What is expected
Could you print out every entry, character for character?
Material for this exercise START
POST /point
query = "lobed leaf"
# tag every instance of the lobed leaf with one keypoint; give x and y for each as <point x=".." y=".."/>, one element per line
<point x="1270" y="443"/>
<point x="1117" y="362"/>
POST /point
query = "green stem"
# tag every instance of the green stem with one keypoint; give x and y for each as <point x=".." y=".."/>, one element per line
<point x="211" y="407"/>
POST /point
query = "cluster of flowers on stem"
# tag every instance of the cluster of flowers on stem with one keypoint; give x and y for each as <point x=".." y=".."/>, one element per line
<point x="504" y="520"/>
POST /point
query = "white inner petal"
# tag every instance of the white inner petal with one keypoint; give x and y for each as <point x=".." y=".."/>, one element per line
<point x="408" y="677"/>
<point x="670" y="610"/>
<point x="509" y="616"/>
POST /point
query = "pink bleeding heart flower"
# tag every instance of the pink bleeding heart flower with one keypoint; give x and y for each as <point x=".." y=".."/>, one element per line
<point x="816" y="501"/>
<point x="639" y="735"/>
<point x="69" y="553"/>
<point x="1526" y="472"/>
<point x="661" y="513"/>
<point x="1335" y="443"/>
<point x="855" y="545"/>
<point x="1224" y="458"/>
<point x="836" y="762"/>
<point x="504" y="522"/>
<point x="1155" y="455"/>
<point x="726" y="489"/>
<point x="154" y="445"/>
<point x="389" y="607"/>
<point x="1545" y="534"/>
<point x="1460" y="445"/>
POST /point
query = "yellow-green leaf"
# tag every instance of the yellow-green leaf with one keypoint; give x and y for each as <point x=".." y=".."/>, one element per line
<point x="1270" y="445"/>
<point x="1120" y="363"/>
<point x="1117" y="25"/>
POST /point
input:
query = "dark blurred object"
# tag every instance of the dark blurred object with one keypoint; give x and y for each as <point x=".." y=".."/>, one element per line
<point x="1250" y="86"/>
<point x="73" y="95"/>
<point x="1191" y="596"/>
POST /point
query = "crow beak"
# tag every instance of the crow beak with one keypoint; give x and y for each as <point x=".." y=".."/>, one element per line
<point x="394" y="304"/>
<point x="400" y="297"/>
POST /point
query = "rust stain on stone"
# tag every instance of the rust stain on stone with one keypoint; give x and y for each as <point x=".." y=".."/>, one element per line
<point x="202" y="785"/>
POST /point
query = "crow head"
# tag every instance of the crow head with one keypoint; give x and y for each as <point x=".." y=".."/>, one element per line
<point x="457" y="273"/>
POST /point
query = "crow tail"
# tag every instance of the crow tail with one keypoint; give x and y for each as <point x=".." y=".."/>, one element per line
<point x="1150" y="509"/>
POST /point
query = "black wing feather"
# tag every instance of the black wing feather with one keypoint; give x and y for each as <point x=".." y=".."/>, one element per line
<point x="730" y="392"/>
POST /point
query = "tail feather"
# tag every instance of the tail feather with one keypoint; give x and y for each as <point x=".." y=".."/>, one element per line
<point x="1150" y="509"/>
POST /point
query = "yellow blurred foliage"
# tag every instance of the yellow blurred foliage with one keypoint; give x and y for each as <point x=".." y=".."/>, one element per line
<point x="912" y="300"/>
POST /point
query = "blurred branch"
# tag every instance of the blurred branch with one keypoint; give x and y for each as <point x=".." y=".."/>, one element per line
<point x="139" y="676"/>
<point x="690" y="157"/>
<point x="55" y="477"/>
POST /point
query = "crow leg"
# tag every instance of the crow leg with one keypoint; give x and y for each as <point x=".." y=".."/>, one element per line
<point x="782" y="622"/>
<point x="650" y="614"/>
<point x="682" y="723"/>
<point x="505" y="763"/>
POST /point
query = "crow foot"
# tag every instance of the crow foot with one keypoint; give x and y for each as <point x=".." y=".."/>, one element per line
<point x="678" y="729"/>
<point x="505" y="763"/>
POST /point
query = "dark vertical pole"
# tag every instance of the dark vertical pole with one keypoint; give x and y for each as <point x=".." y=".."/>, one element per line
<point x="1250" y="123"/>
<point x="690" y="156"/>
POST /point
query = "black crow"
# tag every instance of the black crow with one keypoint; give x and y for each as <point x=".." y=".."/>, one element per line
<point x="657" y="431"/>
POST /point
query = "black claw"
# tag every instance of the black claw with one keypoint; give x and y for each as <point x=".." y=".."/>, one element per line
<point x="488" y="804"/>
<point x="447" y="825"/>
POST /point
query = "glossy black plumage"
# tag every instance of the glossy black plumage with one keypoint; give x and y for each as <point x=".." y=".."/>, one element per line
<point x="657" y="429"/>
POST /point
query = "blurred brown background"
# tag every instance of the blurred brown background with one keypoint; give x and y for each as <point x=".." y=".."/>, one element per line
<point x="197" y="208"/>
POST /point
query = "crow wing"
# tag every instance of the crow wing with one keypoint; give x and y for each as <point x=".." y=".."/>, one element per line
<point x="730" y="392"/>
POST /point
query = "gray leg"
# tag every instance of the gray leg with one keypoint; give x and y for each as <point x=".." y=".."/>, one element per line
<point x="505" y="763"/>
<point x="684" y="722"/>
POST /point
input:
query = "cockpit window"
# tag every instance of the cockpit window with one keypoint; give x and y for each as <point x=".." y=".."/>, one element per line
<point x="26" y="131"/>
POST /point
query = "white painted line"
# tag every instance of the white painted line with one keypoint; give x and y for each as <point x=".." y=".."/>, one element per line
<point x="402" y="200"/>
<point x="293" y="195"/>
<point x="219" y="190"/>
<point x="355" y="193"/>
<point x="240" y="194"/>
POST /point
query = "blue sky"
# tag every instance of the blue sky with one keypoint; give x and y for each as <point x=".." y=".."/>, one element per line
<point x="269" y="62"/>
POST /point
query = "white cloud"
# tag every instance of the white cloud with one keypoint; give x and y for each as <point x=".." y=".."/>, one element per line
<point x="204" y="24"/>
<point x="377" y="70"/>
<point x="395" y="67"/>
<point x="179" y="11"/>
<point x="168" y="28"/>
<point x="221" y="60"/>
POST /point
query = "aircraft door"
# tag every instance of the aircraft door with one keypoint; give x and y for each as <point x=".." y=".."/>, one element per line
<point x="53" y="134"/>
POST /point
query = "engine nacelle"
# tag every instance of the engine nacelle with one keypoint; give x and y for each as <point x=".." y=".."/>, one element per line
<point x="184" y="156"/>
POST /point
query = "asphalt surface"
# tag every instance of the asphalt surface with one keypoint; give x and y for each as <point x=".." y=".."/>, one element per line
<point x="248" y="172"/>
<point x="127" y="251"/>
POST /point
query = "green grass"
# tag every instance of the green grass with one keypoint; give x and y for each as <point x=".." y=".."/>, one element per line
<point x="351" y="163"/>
Material for this exercise END
Task output
POST /point
query = "lobed leaf"
# tag every instance of the lobed leaf with one keypoint; give x and y for each as <point x=".." y=".."/>, one element per line
<point x="1270" y="443"/>
<point x="1117" y="362"/>
POST /point
query = "green stem"
# tag every instance of the green stem with one keypoint; give x and y for each as <point x=".." y=".."/>, one element per line
<point x="211" y="407"/>
POST /point
query = "cluster of flowers on stem"
# tag every instance of the cluster of flowers on stem with one keypoint; give x and y for each as <point x=".." y=".."/>, one element per line
<point x="504" y="520"/>
POST /point
query = "white inner petal"
# tag every instance of the white inner petal with one keypoint; give x and y for each as <point x=".." y=".."/>, one element per line
<point x="408" y="677"/>
<point x="670" y="610"/>
<point x="509" y="616"/>
POST /point
query = "pink bleeding heart flower"
# tag every instance of the pink bleeding heart flower with one keypoint; give x and y for each as <point x=".." y=".."/>, one element per line
<point x="816" y="501"/>
<point x="639" y="735"/>
<point x="69" y="553"/>
<point x="1526" y="472"/>
<point x="661" y="513"/>
<point x="1335" y="443"/>
<point x="855" y="545"/>
<point x="1224" y="458"/>
<point x="836" y="762"/>
<point x="504" y="522"/>
<point x="1155" y="455"/>
<point x="726" y="489"/>
<point x="154" y="445"/>
<point x="389" y="607"/>
<point x="1545" y="534"/>
<point x="1460" y="445"/>
POST /point
query = "yellow-green leaf"
# tag every instance of the yellow-green leaf with one keypoint; give x and y for each as <point x=".." y=".."/>, one element per line
<point x="1270" y="445"/>
<point x="1120" y="363"/>
<point x="1117" y="25"/>
POST /point
input:
query = "dark blurred object"
# tag every instance of the dark blurred object with one keypoint; give x and y for each as <point x=".." y=".."/>, one element per line
<point x="1250" y="86"/>
<point x="73" y="95"/>
<point x="1191" y="596"/>
POST /point
query = "crow beak"
# tag every instance of the crow beak with one keypoint; give x and y for each as <point x=".." y=".."/>, one element per line
<point x="394" y="304"/>
<point x="400" y="297"/>
POST /point
query = "rust stain on stone"
# tag every instance of the rust stain on stone with one keypoint; give x and y for each as <point x=".." y=".."/>, one element per line
<point x="202" y="785"/>
POST /point
query = "crow head"
# tag every instance of the crow head with one keypoint; give x and y for each as <point x=".." y=".."/>, one element per line
<point x="457" y="273"/>
POST /point
query = "crow tail"
# tag every instance of the crow tail with one keypoint; give x and y for each as <point x=".." y=".."/>, one element per line
<point x="1150" y="509"/>
POST /point
query = "black wing feather"
# tag every instance of the black wing feather with one keypoint; give x and y for each as <point x=".." y=".."/>, one element per line
<point x="730" y="392"/>
POST /point
query = "tail feather"
# tag every instance of the tail feather with one keypoint; give x and y for each as <point x=".." y=".."/>, one element per line
<point x="1150" y="509"/>
POST /point
query = "yellow blurred foliage"
# tag every instance of the yellow blurred foliage with one keypoint; give x and y for each as <point x=".." y=".."/>, one element per line
<point x="912" y="300"/>
POST /point
query = "blurred branch"
# tag every instance of the blurred branch with one keypoint; give x and y for each as <point x=".." y=".."/>, one element per line
<point x="139" y="676"/>
<point x="690" y="157"/>
<point x="55" y="477"/>
POST /point
query = "crow leg"
# tag every instance of the crow leg with one keypoint; give x and y for each as <point x=".." y=".."/>, one element per line
<point x="782" y="622"/>
<point x="650" y="614"/>
<point x="682" y="723"/>
<point x="505" y="763"/>
POST /point
query = "crow foot"
# tag every instance of the crow foot with one keypoint; give x and y for each as <point x=".." y=".."/>, one element per line
<point x="678" y="729"/>
<point x="505" y="763"/>
POST /point
query = "dark vertical pole"
# tag every instance of the dark vertical pole with one keypoint; give x and y for each as <point x=".." y=".."/>, one element per line
<point x="1250" y="123"/>
<point x="690" y="156"/>
POST /point
query = "black crow"
# tag every instance of the black crow with one keypoint; give x and y for each as <point x=".." y=".."/>, one element per line
<point x="657" y="431"/>
POST /point
query = "black claw"
# tag every instance of the black claw with one keypoint; give x and y for each as <point x=".." y=".."/>, one element per line
<point x="488" y="804"/>
<point x="447" y="825"/>
POST /point
query = "glossy black plumage"
# tag every instance of the glossy black plumage with one keypoint; give x and y for each as <point x=".." y=".."/>, one element per line
<point x="657" y="429"/>
POST /point
query = "blurred brown background"
# tag every instance of the blurred brown background with one keypoint; give x and y for each as <point x=".." y=".."/>, one element per line
<point x="197" y="208"/>
POST /point
query = "crow wing"
# tag every instance of the crow wing with one keypoint; give x and y for each as <point x=".." y=".."/>, one element per line
<point x="730" y="392"/>
POST /point
query = "gray leg"
# tag every instance of the gray leg with one keypoint; give x and y for each as <point x=".." y=".."/>, one element per line
<point x="505" y="763"/>
<point x="684" y="722"/>
POST /point
input:
query = "cockpit window"
# tag every instance of the cockpit window with one keypoint; give x and y for each as <point x=".." y=".."/>, one element per line
<point x="26" y="131"/>
POST /point
query = "white painted line"
# tag every instance of the white painted line with one keypoint; give x and y for each as <point x=".." y=".."/>, one element per line
<point x="402" y="200"/>
<point x="293" y="195"/>
<point x="219" y="190"/>
<point x="355" y="193"/>
<point x="240" y="194"/>
POST /point
query = "blue sky"
# tag every instance of the blue sky with one keypoint; give x and y for each as <point x=".." y=".."/>, one element per line
<point x="269" y="62"/>
POST /point
query = "white cloud"
# tag every instance of the white cloud with one keypoint; give x and y for each as <point x=".." y=".."/>, one element per line
<point x="204" y="24"/>
<point x="377" y="70"/>
<point x="395" y="67"/>
<point x="179" y="11"/>
<point x="168" y="28"/>
<point x="221" y="60"/>
POST /point
query = "aircraft door"
# tag every instance of the aircraft door with one keypoint; give x and y for each as <point x=".." y=".."/>, one element per line
<point x="53" y="134"/>
POST /point
query = "engine nacelle"
# tag every instance of the engine nacelle with one keypoint; give x and y for each as <point x=".." y=".."/>, one element per line
<point x="184" y="156"/>
POST /point
query = "asphalt surface"
# tag every instance of the asphalt surface with one keypoint; give x and y for each as <point x=".." y=".."/>, one element per line
<point x="248" y="172"/>
<point x="127" y="251"/>
POST /point
query = "green grass"
# tag every instance of the green grass with one keypoint; give x and y for each as <point x=".." y=".."/>, one element per line
<point x="351" y="163"/>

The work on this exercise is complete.